_TEXT EXTRACT_.
******
Happy World Theatre Day!



First, a sincere thank you to all who took part in the "My Theatre Story" Contest with us! All of your stories are fascinating in their own way and all deserve high praise.



 

Siobhan Bremer - World Theatre Day Story Contest Winner at NIPAI

Siobhan Bremer

From Moris, Minnesota, the United States of America


"Broke my Rib"

When I was in West Side Story in graduate school I was playing Graziella and we were doing the dance off in the gym scene. The man playing Riff lifted me over his head while doing the "airplane" move and the audience staring applauding and yelling and he dropped me onto his shoulder breaking my rib. It was in the middle of the show and I moaned "get me off stage now". As I was trying to get off stage while dancing was happening, someone spiked the middle of my foot with a high heel shoe. I was immediately taken to the ER but still performed the rest of the run. The rib brace meant my costume had to be adjusted and the dance rechoreographed but the "show must go on'. Ah memories!
******
_MATERIAL SHOWN_.
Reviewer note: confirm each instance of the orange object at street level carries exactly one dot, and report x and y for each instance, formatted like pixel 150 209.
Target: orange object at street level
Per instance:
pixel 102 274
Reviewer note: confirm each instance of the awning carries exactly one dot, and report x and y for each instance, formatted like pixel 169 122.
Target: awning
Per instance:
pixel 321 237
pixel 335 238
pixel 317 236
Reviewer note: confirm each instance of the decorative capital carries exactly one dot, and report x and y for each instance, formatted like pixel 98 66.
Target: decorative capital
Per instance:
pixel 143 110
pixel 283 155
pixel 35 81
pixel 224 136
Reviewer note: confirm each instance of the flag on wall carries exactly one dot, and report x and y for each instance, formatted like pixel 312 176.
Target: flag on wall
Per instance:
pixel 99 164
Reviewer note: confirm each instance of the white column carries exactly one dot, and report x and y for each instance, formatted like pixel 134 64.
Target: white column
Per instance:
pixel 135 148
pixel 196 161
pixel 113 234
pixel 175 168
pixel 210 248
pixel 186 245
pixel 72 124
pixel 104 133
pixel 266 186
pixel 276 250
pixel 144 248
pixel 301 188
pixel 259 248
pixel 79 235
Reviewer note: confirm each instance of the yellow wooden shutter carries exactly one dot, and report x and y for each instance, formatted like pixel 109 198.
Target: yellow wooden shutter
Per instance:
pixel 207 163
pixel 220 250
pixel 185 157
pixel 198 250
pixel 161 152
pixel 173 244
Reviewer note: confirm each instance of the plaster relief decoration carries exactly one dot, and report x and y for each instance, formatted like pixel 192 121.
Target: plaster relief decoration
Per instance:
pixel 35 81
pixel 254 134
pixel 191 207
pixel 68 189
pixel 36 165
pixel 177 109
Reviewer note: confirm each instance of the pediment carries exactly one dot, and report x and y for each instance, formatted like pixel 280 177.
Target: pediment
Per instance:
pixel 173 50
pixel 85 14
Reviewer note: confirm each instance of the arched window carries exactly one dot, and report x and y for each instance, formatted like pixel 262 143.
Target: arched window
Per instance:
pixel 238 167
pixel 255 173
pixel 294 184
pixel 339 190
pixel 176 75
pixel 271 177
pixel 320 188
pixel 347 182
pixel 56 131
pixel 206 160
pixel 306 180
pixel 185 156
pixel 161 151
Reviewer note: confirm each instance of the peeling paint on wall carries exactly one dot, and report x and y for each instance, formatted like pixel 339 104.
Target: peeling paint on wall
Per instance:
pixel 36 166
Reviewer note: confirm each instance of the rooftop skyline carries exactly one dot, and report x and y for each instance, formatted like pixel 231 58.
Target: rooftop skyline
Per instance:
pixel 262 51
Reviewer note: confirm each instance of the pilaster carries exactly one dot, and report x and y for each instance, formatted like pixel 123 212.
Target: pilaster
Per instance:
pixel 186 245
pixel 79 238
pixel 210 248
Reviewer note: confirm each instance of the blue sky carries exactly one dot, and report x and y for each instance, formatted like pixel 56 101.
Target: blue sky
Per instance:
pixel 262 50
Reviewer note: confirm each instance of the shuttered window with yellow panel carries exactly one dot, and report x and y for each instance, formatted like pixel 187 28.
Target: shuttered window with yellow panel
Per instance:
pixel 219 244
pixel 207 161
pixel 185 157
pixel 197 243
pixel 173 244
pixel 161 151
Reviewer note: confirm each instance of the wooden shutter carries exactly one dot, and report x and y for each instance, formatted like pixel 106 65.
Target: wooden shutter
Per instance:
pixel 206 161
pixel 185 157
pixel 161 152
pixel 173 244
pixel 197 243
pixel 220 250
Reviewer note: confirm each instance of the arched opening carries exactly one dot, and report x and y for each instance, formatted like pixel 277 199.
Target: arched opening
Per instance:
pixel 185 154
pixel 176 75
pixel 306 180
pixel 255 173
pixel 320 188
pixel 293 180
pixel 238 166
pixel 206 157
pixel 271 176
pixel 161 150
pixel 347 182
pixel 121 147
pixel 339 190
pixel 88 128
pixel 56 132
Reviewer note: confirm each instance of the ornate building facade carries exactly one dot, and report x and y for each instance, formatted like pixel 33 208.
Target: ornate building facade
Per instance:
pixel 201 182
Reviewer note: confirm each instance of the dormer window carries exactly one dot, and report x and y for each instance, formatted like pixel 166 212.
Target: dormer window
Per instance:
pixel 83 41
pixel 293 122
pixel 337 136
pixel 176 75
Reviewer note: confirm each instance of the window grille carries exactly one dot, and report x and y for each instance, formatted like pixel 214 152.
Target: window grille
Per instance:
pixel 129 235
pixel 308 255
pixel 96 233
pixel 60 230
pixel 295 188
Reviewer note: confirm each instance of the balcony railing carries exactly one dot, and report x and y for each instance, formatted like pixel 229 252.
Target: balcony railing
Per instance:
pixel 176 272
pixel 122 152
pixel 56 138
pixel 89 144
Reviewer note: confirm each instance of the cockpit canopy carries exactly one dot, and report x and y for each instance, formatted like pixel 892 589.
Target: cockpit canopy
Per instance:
******
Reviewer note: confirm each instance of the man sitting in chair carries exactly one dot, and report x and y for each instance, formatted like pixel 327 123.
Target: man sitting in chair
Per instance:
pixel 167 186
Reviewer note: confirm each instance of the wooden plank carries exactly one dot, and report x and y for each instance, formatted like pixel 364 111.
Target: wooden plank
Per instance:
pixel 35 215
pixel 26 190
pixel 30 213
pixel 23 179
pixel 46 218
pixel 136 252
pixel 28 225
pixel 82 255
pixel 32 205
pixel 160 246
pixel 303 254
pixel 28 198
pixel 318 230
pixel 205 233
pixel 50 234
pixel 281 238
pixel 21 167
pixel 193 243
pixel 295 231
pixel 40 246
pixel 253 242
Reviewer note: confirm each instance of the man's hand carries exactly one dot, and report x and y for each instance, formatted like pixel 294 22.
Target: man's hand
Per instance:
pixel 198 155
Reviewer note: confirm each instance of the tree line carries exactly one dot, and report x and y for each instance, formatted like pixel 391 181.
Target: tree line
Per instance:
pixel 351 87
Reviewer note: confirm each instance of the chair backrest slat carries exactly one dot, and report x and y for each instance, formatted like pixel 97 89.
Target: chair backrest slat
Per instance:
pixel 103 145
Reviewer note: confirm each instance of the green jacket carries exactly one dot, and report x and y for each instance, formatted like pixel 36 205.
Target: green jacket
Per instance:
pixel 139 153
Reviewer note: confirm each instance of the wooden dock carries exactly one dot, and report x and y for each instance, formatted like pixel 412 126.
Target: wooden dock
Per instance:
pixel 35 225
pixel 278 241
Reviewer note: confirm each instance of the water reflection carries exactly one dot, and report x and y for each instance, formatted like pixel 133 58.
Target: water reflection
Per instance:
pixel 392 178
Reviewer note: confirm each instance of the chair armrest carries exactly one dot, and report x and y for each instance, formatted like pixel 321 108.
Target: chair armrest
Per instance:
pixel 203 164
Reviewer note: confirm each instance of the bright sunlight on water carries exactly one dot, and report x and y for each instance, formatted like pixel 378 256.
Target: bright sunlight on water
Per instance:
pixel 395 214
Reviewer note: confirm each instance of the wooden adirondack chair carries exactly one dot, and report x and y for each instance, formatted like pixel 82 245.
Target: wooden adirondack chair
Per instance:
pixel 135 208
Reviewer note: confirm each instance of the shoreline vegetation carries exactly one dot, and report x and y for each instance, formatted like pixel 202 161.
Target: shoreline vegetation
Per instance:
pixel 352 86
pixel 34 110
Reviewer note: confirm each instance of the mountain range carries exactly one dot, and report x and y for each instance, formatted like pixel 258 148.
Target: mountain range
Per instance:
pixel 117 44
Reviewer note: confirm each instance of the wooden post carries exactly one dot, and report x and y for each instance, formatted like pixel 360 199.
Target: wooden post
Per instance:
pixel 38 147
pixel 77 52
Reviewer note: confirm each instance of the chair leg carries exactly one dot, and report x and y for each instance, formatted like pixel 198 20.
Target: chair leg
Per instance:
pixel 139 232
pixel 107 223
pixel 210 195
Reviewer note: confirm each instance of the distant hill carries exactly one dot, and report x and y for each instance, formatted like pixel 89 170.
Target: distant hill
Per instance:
******
_EXERCISES TO COMPLETE_.
a. Using the World Theatre Day text, decide whether each statement agrees with it: (i) The writer played Graziella in West Side Story in graduate school. (ii) The writer stopped performing after the injury. (iii) The rib broke when the man playing Riff dropped the writer onto his shoulder. Answer yes or no for each and quote the deciding words.
b. Lay out the entries from the line with "Reviewer note: confirm each instance of the orange" up to and including the line with "pixel 224 136" as a Markdown table with the columns "No." and "Line", numbering each row and leaving out blank lines.

_ANSWERS TO THE EXERCISE_.
a.
(i) Yes: "When I was in West Side Story in graduate school I was playing Graziella"
(ii) No: "I was immediately taken to the ER but still performed the rest of the run."
(iii) Yes: "he dropped me onto his shoulder breaking my rib"

b.
| No. | Line |
|---|---|
| 1 | Reviewer note: confirm each instance of the orange object at street level carries exactly one dot, and report x and y for each instance, formatted like pixel 150 209. |
| 2 | Target: orange object at street level |
| 3 | Per instance: |
| 4 | pixel 102 274 |
| 5 | Reviewer note: confirm each instance of the awning carries exactly one dot, and report x and y for each instance, formatted like pixel 169 122. |
| 6 | Target: awning |
| 7 | Per instance: |
| 8 | pixel 321 237 |
| 9 | pixel 335 238 |
| 10 | pixel 317 236 |
| 11 | Reviewer note: confirm each instance of the decorative capital carries exactly one dot, and report x and y for each instance, formatted like pixel 98 66. |
| 12 | Target: decorative capital |
| 13 | Per instance: |
| 14 | pixel 143 110 |
| 15 | pixel 283 155 |
| 16 | pixel 35 81 |
| 17 | pixel 224 136 |